## Problem statement
Count the lines in the material below that contain the string "target", and give only that number.

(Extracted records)

[Start]

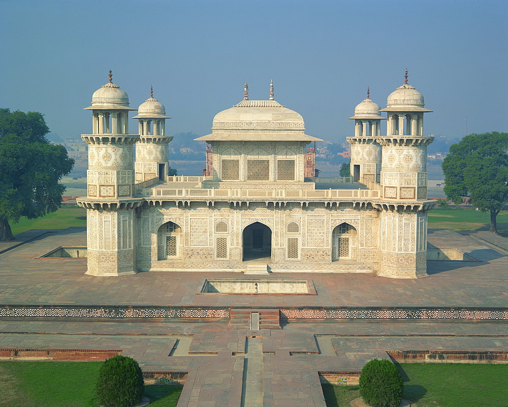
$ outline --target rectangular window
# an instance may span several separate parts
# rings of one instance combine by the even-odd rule
[[[240,180],[240,160],[223,160],[222,179],[238,181]]]
[[[337,258],[349,259],[351,258],[351,255],[350,254],[349,241],[349,237],[339,237],[337,238]]]
[[[228,238],[215,238],[215,258],[228,258]]]
[[[288,259],[298,259],[300,255],[300,245],[298,237],[288,237],[287,258]]]
[[[269,181],[270,180],[270,160],[247,160],[247,180],[248,181]]]
[[[295,180],[295,160],[277,160],[277,180]]]

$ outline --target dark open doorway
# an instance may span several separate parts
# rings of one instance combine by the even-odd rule
[[[255,222],[243,230],[243,258],[246,261],[272,259],[272,231],[266,225]]]

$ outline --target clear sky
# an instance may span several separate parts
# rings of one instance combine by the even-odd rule
[[[209,134],[244,82],[267,99],[273,79],[307,134],[342,142],[367,86],[385,107],[406,68],[425,134],[508,131],[505,0],[0,0],[0,106],[71,138],[110,69],[132,107],[153,85],[169,134]]]

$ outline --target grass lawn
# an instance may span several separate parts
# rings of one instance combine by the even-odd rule
[[[0,362],[1,407],[94,407],[102,362]],[[174,407],[182,387],[147,386],[150,406]]]
[[[429,211],[429,227],[451,230],[489,230],[490,213],[474,209],[449,209]],[[508,211],[497,215],[497,230],[508,237]]]
[[[507,407],[508,365],[401,363],[404,398],[418,407]],[[323,385],[327,407],[350,407],[357,386]]]
[[[56,212],[37,219],[21,217],[18,223],[10,223],[13,235],[30,229],[63,229],[70,226],[86,226],[86,209],[79,206],[62,206]]]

[End]

## Response below
4